## Supplied passage

· · · · ·

/lit/ is useless. What is a good series that will give me the same kind of feeling I got when I read Isaac Asimov's Foundation? I've already read his other stuff. Are the books written after he died any good?
>>52086814
Maybe Fallen Dragon by Hamilton? People that like one usually like the other.
As much as I adore the robots, trantor, and the rest of Asimov's stories (even the non-sci-fi stuff like Azazel or the black widowers) Foundation never hooked me. I cannot figure why people like it so much.
>>52086814
And what was that feeling?
>>52086814
The best Asimov are the books he has not written. Read the Robot City novels, they're great.
>>52089193
The one he can't fight any more.
>>52086814
It's a little more action-focused than Foundation, but Marc Millar's Agent of the Imperium hits some similar themes, as the main character is an agent who gets taken out of storage every so often over the centuries to deal with various crises that threaten a vast stellar empire. Vast scope, weird problems, and pretty well written.
If you like crazy super science, A.E. Van Vogt's Empire of the Atom and especially Wizard of Linn hit some similar tropes. In the first book a Terran star empire fights a war against an alien race and collapses, in the second a man strives to rebuild from the ashes and regain the lost sciences before he aliens recover and restart a now one-sided war.
The "science" really is weird as fuck, though, so it depends a bit on your tastes.
>>52088203
I will second Fallen Dragon. Very cool setting, gave me lots of ideas.

· · · · ·

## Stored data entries

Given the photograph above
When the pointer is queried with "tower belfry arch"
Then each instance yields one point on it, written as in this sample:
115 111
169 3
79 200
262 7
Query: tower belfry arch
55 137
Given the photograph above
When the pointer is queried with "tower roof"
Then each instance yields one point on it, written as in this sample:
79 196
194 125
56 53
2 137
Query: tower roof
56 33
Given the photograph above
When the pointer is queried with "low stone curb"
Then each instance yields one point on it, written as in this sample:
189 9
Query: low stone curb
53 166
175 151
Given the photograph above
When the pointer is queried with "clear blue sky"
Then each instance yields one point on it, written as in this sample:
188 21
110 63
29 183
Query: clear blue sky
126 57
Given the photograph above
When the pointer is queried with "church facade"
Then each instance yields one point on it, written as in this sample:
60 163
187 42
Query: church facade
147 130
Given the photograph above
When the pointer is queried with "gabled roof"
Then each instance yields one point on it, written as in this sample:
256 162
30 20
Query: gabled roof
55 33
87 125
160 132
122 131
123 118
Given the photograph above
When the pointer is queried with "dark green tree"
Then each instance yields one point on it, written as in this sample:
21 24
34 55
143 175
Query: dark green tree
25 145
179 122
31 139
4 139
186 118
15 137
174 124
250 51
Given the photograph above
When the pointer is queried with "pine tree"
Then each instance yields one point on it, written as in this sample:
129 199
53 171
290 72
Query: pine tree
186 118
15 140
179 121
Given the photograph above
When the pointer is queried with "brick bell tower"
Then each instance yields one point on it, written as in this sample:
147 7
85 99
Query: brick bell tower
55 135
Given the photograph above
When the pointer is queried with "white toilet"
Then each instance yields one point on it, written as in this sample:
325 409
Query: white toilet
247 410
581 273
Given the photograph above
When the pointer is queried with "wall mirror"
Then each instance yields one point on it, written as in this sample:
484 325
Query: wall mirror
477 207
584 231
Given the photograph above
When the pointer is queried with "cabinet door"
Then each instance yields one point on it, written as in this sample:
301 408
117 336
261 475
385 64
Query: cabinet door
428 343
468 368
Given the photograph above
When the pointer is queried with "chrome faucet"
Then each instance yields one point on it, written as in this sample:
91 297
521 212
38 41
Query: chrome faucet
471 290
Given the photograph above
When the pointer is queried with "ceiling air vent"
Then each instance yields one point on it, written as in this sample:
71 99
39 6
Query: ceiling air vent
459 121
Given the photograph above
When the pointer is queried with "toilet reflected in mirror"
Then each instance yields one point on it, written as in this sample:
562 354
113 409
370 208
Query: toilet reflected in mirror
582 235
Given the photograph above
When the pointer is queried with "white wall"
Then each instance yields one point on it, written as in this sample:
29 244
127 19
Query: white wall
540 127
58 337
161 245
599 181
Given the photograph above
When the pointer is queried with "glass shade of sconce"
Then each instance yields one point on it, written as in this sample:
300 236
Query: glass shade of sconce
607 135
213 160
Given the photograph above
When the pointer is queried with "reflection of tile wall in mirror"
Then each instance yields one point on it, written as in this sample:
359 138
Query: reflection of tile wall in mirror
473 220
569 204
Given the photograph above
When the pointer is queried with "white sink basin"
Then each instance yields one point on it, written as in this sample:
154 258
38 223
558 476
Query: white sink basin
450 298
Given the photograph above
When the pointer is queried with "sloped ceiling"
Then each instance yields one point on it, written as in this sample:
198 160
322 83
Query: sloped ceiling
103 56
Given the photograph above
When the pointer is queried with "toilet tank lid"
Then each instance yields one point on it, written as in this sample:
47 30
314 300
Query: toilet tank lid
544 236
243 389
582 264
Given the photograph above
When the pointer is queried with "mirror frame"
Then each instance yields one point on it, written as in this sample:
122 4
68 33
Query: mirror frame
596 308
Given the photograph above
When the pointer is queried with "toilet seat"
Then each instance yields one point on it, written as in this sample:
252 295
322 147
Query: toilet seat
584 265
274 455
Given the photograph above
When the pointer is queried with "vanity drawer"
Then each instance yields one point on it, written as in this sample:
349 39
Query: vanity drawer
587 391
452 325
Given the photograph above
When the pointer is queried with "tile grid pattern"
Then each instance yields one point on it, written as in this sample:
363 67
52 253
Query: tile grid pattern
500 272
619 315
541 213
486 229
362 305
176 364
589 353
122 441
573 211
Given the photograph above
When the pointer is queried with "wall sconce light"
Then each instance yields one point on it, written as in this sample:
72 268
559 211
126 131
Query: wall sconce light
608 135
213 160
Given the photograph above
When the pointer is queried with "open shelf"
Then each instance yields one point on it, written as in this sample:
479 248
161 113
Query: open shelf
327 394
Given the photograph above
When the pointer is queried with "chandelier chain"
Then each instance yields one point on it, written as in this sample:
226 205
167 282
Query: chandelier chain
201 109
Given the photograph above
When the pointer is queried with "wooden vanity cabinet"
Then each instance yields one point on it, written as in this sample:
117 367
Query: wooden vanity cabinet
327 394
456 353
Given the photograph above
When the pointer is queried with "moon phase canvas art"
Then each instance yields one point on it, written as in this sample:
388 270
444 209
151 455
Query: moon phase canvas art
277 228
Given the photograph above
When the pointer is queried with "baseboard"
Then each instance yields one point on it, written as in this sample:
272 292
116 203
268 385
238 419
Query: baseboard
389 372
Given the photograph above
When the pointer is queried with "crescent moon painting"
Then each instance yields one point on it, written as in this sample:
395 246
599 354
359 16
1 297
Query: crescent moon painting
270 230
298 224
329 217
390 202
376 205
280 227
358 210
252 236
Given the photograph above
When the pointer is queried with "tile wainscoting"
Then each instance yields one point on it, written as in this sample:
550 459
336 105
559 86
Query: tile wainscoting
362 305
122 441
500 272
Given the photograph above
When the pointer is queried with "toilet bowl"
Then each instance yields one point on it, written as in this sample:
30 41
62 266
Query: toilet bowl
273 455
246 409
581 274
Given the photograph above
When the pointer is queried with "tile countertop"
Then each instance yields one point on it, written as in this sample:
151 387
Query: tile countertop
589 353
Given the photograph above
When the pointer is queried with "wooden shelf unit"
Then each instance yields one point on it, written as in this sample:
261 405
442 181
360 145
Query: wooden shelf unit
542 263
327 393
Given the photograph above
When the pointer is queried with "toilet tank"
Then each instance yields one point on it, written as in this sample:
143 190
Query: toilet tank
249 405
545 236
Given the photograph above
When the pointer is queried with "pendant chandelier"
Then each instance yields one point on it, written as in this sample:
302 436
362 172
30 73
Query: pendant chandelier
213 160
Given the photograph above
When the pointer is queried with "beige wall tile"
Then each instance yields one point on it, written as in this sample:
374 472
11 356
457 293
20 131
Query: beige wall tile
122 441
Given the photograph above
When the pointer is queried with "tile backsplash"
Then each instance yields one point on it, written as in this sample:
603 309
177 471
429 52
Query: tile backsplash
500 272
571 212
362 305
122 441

· · · · ·

## Exercises
1) In the forum thread about books similar to Foundation, reproduce the passage starting at "If you like" and ending at "now one-sided war.".
2) Name every author mentioned by name in the forum thread about books similar to Foundation.
3) Go on with the forum thread about books similar to Foundation, picking up after its final post.

## Task-by-task results
1)
If you like crazy super science, A.E. Van Vogt's Empire of the Atom and especially Wizard of Linn hit some similar tropes. In the first book a Terran star empire fights a war against an alien race and collapses, in the second a man strives to rebuild from the ashes and regain the lost sciences before he aliens recover and restart a now one-sided war.

2)
Isaac Asimov
Hamilton
Marc Millar
A.E. Van Vogt

3)
>>52086814
"The Rediscovery of Man" also called the "Instrumentality"series by Cordwainer Smith is pretty good. It's more fantastic and whimsical, but it's got the same concept of telling a millenia-long "future history" of humankind. There are schemeing guilds of cyborg-navigators, extra-dimensional monsters that prey on ftl travellers, and thousand year old machines still fighting a war between factions that ceased to exist centuries ago.
>>52089351
>REO Speedwagon fans on /tg/
>pic related
>>52092266
Also catgirls.
>>52092266
>Cordwainer Smith
He has a real name, you know.
>>52094614
But you don't see that one on his books.
>>52086814
>/lit/ is useless.
You're just mad that you can't understand The Book of the New Sun.
>>52094869
Hey, I love TBotNS, but /lit/ is still pretty bad.
>bringing up genre fiction on /lit/
What the fuck were you expecting?
>>52094955
Presumably a discussion about books
It's a shame /lit/ is pretentiousness to the power of cancer. I like books.
>>52096954
>>52094955
that's like asking /v/ about video games
the ones he wrote after he died were the best of all imo
Dune had a very similar feel to it theme wise, to me anyway. The first couple in the series are worth a read, I'd pass on the ones his son wrote though.